== WHAT IS NEEDED ==
Please pull out every line of the material below that contains the string "blue". Case counts, so only matches with the same capitalization qualify.

START DATASET EXCERPTS

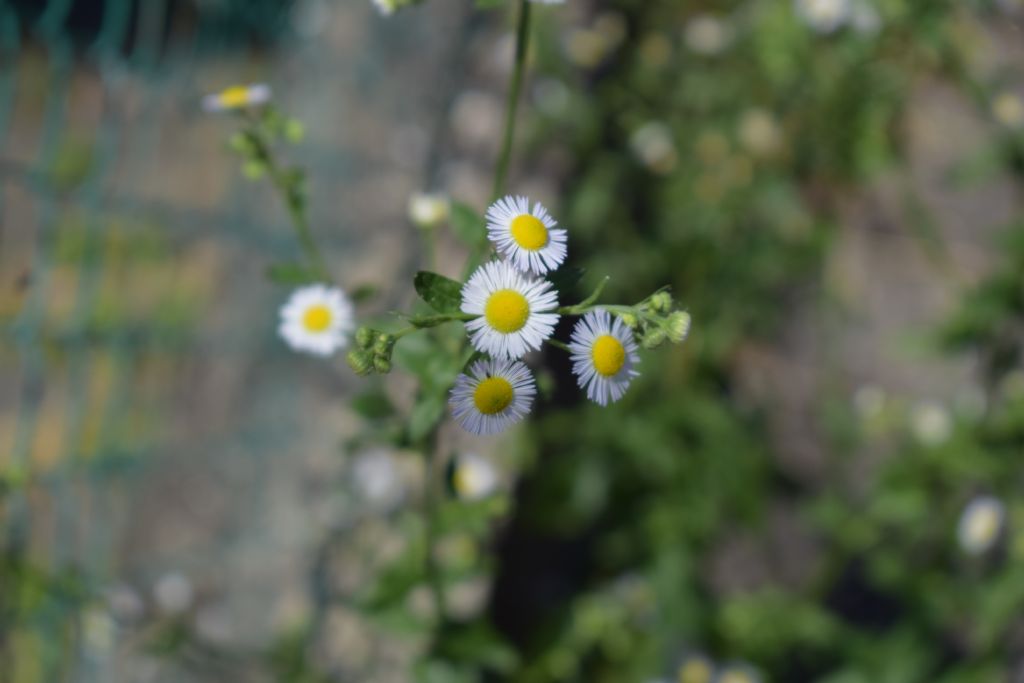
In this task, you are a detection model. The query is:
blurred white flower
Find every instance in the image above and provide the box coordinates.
[737,108,782,158]
[409,193,450,228]
[956,496,1007,555]
[794,0,852,34]
[992,92,1024,128]
[203,83,270,112]
[278,285,355,356]
[849,0,882,36]
[683,14,733,56]
[449,453,499,501]
[153,571,195,614]
[351,450,406,510]
[910,401,953,445]
[630,121,678,174]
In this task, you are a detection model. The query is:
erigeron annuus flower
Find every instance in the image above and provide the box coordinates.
[203,83,270,112]
[569,310,640,405]
[795,0,851,34]
[449,358,537,434]
[486,197,566,275]
[462,261,558,358]
[447,453,499,501]
[409,193,451,229]
[279,285,355,356]
[956,496,1007,555]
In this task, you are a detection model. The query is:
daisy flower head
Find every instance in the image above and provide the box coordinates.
[569,310,640,405]
[956,496,1007,555]
[279,285,355,356]
[447,453,499,501]
[486,197,566,275]
[203,83,270,112]
[462,261,558,359]
[449,358,537,435]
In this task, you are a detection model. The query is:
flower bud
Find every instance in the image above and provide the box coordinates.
[374,332,394,355]
[667,310,690,344]
[618,313,640,330]
[355,328,377,348]
[641,328,668,349]
[345,350,374,377]
[650,292,672,313]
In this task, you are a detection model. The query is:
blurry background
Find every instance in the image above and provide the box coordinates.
[6,0,1024,683]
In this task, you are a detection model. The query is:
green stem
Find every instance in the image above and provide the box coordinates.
[247,117,330,280]
[490,0,530,199]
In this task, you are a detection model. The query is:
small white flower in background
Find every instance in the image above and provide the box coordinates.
[374,0,401,16]
[569,310,640,405]
[203,83,270,112]
[849,0,882,36]
[992,92,1024,128]
[794,0,851,34]
[409,193,451,229]
[449,359,537,435]
[447,453,499,501]
[153,571,195,614]
[351,449,406,510]
[486,197,566,275]
[462,261,558,359]
[956,496,1007,555]
[676,654,715,683]
[683,14,732,57]
[279,285,355,356]
[715,664,761,683]
[737,108,782,158]
[910,401,953,445]
[630,121,678,173]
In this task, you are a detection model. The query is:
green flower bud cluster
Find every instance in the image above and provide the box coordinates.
[617,291,690,349]
[345,328,397,376]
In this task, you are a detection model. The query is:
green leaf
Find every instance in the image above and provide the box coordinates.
[266,263,319,286]
[450,202,487,248]
[413,270,462,313]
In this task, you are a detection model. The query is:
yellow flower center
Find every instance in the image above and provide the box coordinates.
[679,659,711,683]
[483,290,529,335]
[302,304,331,332]
[219,85,249,109]
[473,377,512,415]
[590,335,626,377]
[512,214,548,251]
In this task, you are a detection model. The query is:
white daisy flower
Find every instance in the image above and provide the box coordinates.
[956,496,1007,555]
[278,285,355,356]
[203,83,270,112]
[449,358,537,434]
[569,310,640,405]
[462,261,558,359]
[795,0,852,34]
[447,453,499,501]
[486,197,565,275]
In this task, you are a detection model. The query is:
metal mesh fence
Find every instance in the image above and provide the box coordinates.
[0,0,481,682]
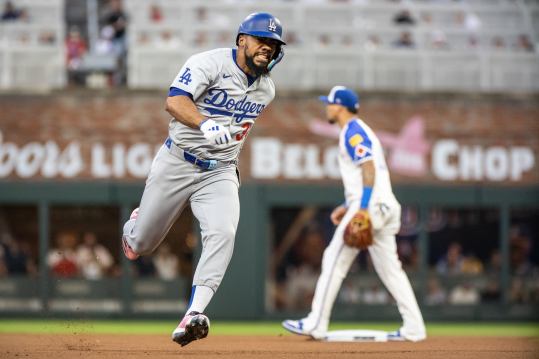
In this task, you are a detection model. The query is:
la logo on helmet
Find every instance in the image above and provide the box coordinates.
[268,19,277,32]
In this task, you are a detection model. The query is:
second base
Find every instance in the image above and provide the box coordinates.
[323,329,387,342]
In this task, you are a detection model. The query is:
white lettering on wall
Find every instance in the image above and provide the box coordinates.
[0,132,84,178]
[251,137,340,179]
[432,140,535,182]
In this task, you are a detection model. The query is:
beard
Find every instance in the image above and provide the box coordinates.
[244,49,269,77]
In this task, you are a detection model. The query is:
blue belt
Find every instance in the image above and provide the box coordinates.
[165,137,232,170]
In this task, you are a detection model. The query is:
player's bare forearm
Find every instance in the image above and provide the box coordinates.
[166,96,205,129]
[361,160,376,188]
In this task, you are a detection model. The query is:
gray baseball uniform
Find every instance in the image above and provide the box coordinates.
[124,48,275,291]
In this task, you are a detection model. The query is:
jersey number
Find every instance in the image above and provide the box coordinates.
[178,67,193,85]
[236,123,253,141]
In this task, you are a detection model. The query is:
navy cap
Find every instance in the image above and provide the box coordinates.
[319,86,359,110]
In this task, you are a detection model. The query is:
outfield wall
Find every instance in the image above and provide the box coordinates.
[0,92,539,320]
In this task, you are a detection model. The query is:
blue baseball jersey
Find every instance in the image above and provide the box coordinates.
[339,118,396,207]
[169,48,275,161]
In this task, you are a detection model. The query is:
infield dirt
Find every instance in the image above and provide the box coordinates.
[0,333,539,359]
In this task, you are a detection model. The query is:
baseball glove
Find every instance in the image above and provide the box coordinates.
[344,210,373,249]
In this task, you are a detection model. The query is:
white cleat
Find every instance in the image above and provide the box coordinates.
[281,319,326,339]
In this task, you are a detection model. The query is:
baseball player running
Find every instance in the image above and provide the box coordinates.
[282,86,426,341]
[122,13,285,346]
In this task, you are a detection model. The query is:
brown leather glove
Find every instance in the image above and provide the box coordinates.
[344,209,373,249]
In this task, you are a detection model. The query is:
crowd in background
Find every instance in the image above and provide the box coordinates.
[273,208,539,310]
[1,0,536,87]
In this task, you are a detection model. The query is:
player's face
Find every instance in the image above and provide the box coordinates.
[240,36,279,76]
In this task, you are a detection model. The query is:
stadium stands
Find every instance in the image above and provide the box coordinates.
[0,0,65,90]
[126,0,539,92]
[0,0,539,93]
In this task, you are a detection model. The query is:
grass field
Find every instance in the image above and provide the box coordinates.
[0,319,539,337]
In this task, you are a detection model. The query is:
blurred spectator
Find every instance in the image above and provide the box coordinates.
[509,226,533,276]
[515,34,534,52]
[95,25,115,56]
[66,27,87,70]
[137,32,150,46]
[38,30,56,45]
[105,0,127,86]
[460,255,483,275]
[150,4,163,23]
[492,36,505,50]
[77,232,114,279]
[318,34,331,47]
[421,12,432,26]
[134,256,155,277]
[363,35,381,51]
[2,1,24,21]
[393,31,415,49]
[436,242,463,275]
[1,234,37,275]
[153,243,179,280]
[155,30,181,50]
[194,31,208,47]
[363,284,389,305]
[342,35,354,47]
[430,30,449,50]
[105,0,127,44]
[481,278,502,303]
[485,249,502,276]
[455,11,481,32]
[509,277,529,304]
[449,283,479,305]
[425,278,447,305]
[17,31,31,45]
[468,35,479,50]
[47,231,79,278]
[393,9,415,25]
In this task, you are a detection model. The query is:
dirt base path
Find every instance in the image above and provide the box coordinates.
[0,334,539,359]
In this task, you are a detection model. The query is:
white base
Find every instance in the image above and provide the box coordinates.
[322,329,387,342]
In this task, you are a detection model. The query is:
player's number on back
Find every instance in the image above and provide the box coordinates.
[236,123,253,141]
[178,67,193,85]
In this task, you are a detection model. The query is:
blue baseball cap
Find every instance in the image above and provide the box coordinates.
[319,86,359,110]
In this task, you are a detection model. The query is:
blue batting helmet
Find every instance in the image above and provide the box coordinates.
[236,12,286,45]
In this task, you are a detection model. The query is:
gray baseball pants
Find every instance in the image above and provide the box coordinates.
[124,146,240,292]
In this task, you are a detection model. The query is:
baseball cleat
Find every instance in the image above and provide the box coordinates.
[281,319,311,335]
[387,330,406,342]
[172,312,210,347]
[122,237,140,261]
[281,318,326,340]
[122,207,140,261]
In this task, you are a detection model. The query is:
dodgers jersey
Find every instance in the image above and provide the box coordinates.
[339,118,396,203]
[169,48,275,161]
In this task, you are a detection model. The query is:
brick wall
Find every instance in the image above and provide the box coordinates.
[0,91,539,185]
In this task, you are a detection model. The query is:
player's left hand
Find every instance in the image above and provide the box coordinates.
[200,119,232,145]
[343,209,373,249]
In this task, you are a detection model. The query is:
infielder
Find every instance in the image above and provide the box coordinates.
[122,13,285,346]
[282,86,426,341]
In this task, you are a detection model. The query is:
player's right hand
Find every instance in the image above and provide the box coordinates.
[330,206,348,225]
[200,119,231,145]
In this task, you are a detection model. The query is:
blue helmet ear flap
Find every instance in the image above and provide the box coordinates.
[268,45,284,71]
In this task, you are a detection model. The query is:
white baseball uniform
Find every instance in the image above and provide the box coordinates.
[301,119,426,341]
[124,48,275,292]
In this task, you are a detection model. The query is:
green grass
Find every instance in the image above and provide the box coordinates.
[0,319,539,337]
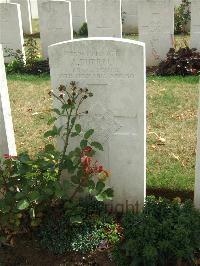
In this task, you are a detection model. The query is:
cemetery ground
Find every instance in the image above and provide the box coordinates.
[0,16,200,266]
[8,74,199,196]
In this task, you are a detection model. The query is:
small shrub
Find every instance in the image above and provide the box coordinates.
[78,22,88,37]
[0,82,113,242]
[174,0,191,34]
[5,48,25,73]
[6,36,50,75]
[37,198,121,254]
[156,47,200,76]
[114,197,200,266]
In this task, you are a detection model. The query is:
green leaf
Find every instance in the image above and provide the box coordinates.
[29,208,35,219]
[15,192,25,200]
[52,108,61,115]
[17,199,29,211]
[45,144,55,152]
[95,194,105,201]
[62,158,74,172]
[44,126,58,138]
[80,139,88,149]
[62,103,70,110]
[28,191,40,201]
[70,215,83,224]
[47,117,57,125]
[71,132,79,138]
[71,175,80,184]
[75,124,81,134]
[90,141,103,151]
[103,188,114,200]
[71,116,76,125]
[88,180,95,193]
[96,181,105,194]
[56,126,63,135]
[84,129,94,139]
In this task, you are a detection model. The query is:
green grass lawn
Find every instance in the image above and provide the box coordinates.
[8,75,198,190]
[12,20,198,190]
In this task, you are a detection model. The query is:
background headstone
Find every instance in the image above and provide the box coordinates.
[39,1,73,58]
[86,0,122,38]
[30,0,38,19]
[122,0,138,33]
[0,45,17,157]
[0,3,24,63]
[138,0,174,66]
[70,0,86,32]
[190,0,200,50]
[12,0,32,34]
[49,38,146,208]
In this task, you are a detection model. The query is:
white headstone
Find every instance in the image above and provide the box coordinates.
[70,0,86,32]
[86,0,122,38]
[190,0,200,50]
[122,0,138,33]
[39,1,73,58]
[0,3,24,63]
[138,0,174,66]
[30,0,38,19]
[11,0,32,34]
[49,38,146,208]
[0,45,17,157]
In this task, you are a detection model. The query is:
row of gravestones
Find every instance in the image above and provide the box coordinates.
[0,34,200,211]
[0,0,200,66]
[30,0,182,33]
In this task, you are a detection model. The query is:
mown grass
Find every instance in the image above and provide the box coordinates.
[12,20,198,190]
[8,75,198,190]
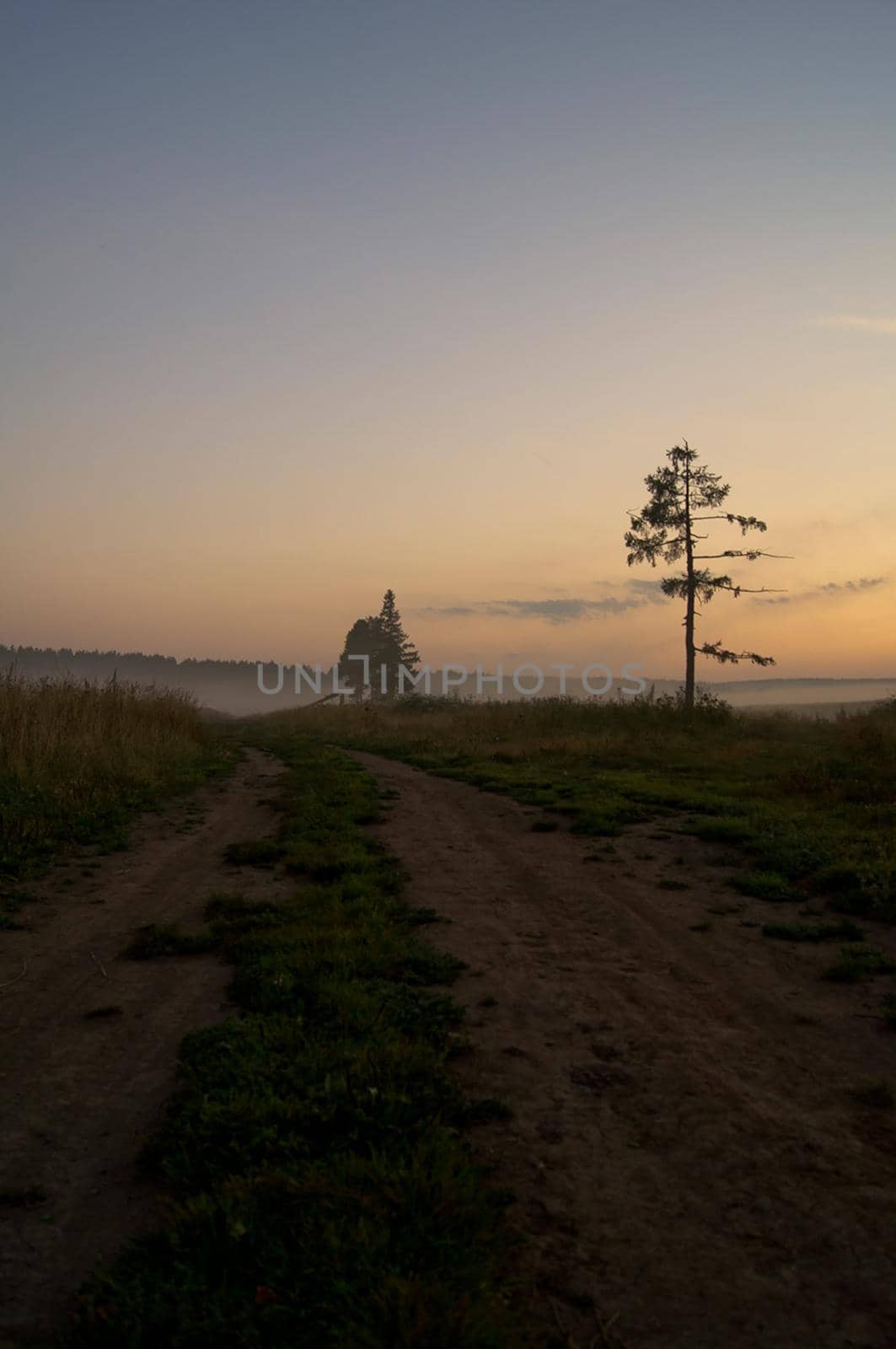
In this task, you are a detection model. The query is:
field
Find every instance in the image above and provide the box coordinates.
[303,699,896,922]
[0,670,217,879]
[0,685,896,1349]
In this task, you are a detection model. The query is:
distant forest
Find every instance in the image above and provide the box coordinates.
[0,643,896,717]
[0,645,330,715]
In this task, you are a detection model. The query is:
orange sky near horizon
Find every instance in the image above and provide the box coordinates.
[0,0,896,679]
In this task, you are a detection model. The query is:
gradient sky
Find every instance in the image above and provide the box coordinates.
[0,0,896,677]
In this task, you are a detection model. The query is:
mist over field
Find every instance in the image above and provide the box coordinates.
[0,646,896,717]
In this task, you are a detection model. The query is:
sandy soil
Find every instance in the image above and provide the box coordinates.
[357,754,896,1349]
[0,750,281,1349]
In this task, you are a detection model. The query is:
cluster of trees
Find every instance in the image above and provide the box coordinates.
[339,589,420,701]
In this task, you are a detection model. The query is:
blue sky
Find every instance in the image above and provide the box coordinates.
[0,0,896,673]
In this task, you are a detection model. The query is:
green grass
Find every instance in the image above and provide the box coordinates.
[67,739,528,1349]
[822,946,896,983]
[0,672,235,879]
[286,697,896,922]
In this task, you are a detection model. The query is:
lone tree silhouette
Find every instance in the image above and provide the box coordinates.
[373,589,420,697]
[339,614,380,703]
[625,440,781,711]
[339,589,420,701]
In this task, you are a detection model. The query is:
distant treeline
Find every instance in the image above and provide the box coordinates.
[0,643,896,717]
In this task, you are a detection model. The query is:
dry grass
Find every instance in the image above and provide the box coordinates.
[0,670,208,875]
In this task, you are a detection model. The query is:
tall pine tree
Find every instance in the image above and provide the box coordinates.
[625,440,781,710]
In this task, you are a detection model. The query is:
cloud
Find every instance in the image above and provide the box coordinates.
[417,582,656,623]
[811,314,896,337]
[757,576,888,605]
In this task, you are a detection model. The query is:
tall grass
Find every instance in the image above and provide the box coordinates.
[0,670,209,879]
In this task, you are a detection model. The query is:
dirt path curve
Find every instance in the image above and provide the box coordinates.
[0,750,282,1349]
[357,754,896,1349]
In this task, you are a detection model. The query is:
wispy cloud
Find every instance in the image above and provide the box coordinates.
[416,580,664,623]
[756,576,888,605]
[811,314,896,337]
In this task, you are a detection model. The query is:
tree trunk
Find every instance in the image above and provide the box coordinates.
[684,453,695,712]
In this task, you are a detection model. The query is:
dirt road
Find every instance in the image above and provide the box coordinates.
[0,750,281,1349]
[357,754,896,1349]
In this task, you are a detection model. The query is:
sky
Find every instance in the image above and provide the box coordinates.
[0,0,896,679]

END DATASET EXCERPTS

== OUTPUT OF THE EXERCISE ==
blue belt
blue baseball jersey
blue baseball cap
blue batting helmet
blue helmet ear flap
blue sky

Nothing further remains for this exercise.